▶ **The problem**
Transcribe the records that follow, keeping every word as it stands.

[Exercise material]

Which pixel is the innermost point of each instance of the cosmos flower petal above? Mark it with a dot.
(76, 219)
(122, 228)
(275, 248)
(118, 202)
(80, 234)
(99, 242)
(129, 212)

[/Exercise material]

▶ **Response**
Which pixel is the innermost point of each instance of the cosmos flower petal above? Mark it with a dot.
(76, 219)
(122, 228)
(275, 248)
(118, 202)
(80, 234)
(99, 242)
(129, 212)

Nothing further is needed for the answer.